Отсюда, столь огромная значимость темы дисциплины и дисциплинирования, рассуждениями о которых сегодня наполнена обществоведческая литература. Многие социологи отмечают, что важнейшим изменением, которое претерпело западное общество в Новое время стало появление мощных систем дисциплинарного надзора. И в этом тоже можно увидеть борьбу за «информатизацию» власти. Дело в том, что дисциплина – это, собственно, не что иное, как подчинение человека Общественному Идеальному – например, Правилам поведения. Дисциплинированный ученик слушается учителей, дисциплинированный солдат выполняет приказы командиров и соблюдает воинские уставы, дисциплинированный рабочий беспрекословно подчиняется указаниям мастера и при этом не нарушает технические инструкции. Дисциплина по своей сути есть социально-психологический механизм, привязывающий поведение индивида к какому-то обращенному к этому индивиду властному информационному сообщению. Идеально-дисциплинированное общество подобно компьютеру – в том смысле, что все самое важное в нем происходит в сфере информационных сообщений, и всякое управление сводится к посылке информационных сигналов. Грезы большевиков о новом человеке, который будет добровольно выполнять все общественные обязанности без насилия можно считать разновидностью этой сидящей в подсознании любой власти грезы об идеальной дисциплине.

+++

:: ОБЯЗАТЕЛЬНЫЕ ЗАДАНИЯ ::
(A) Какое изменение западного общества в Новое время многие социологи называют важнейшим, согласно тексту о дисциплине?
(B) Напишите продолжение текста о дисциплине, начиная сразу после его последнего предложения.

+++

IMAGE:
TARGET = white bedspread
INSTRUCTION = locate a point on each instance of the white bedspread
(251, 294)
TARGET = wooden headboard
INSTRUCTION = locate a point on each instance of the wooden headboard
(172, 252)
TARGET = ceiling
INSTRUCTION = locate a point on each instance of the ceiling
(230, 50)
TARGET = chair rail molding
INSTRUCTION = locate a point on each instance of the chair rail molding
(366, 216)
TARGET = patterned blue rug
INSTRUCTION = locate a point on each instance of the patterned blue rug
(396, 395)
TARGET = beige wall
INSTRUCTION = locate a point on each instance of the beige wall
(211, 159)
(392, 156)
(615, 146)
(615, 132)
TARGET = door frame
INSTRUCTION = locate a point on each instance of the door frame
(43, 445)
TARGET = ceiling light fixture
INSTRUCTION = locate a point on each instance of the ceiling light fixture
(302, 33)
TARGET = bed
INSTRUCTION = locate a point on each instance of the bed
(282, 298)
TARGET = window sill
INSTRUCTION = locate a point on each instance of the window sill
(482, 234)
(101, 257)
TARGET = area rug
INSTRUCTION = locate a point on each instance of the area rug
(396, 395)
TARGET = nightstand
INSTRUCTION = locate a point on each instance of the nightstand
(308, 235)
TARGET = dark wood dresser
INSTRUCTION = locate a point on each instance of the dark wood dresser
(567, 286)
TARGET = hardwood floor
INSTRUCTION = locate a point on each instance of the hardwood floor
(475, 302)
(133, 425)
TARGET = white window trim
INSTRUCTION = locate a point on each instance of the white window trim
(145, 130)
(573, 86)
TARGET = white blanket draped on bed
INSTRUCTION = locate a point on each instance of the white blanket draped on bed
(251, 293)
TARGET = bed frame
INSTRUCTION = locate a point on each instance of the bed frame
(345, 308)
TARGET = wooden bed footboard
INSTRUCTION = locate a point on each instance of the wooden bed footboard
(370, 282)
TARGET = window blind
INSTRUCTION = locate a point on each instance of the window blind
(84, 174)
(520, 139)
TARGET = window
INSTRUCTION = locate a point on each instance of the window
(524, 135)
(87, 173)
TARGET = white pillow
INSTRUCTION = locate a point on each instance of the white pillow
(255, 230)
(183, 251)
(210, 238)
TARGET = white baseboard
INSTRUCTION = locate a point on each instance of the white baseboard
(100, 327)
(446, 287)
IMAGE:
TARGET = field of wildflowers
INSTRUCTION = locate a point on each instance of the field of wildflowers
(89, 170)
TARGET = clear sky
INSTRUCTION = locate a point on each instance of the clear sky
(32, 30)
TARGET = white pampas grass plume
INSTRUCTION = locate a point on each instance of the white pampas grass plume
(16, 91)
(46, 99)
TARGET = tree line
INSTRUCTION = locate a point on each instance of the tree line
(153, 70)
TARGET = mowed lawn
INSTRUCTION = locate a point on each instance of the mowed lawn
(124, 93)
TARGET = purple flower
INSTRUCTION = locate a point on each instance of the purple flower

+++

:: ИТОГОВЫЕ РЕЗУЛЬТАТЫ ::
(A) Появление мощных систем дисциплинарного надзора.

(B)
Правда, сам процесс дисциплинирования, и любимый Мишелем Фуко дисциплинарный надзор не могут обойтись без насилия. Солдат невозможно приучить к дисциплине без децимаций, шпицрутенов, гауптвахт и военных трибуналов, школьниками еще совсем недавно считалось невозможно управлять без розог и оставлений без обеда. Тем не менее, цель дисциплинирования – мир без насилия, в котором все повинуются слову. Это можно было бы назвать Великим парадоксом дисциплины – усиленное применение насилия во имя полного устранения насилия из управления. В конечном итоге такой же смысл был и у большевистского Красного террора, и у любого террора, вспыхивающего в начале существования нового и еще неокрепшего политического режима: применяя насилие, режим пытается создать для себя возможность управлять без насилия, попросту – он придает авторитет исходящим от него информационным импульсам. И в общеправовом смысле: когда государство как таковое присваивает себе монополию на легитимное насилие, оно пытается придать больший вес своим ненасильственным способом управления. Истинной целью развития власти является предание коммуникации силы гипноза – чтобы слово, не подкрепленное никакими санкциями  несло бы само в себе беспрекословно подчиняющую силу.

 

[1] Флоренский П.А. Сочинения : В 4 т. - М. : Мысль, 1999. - Т. 2 .- С. 265

 

(Продолжение следует)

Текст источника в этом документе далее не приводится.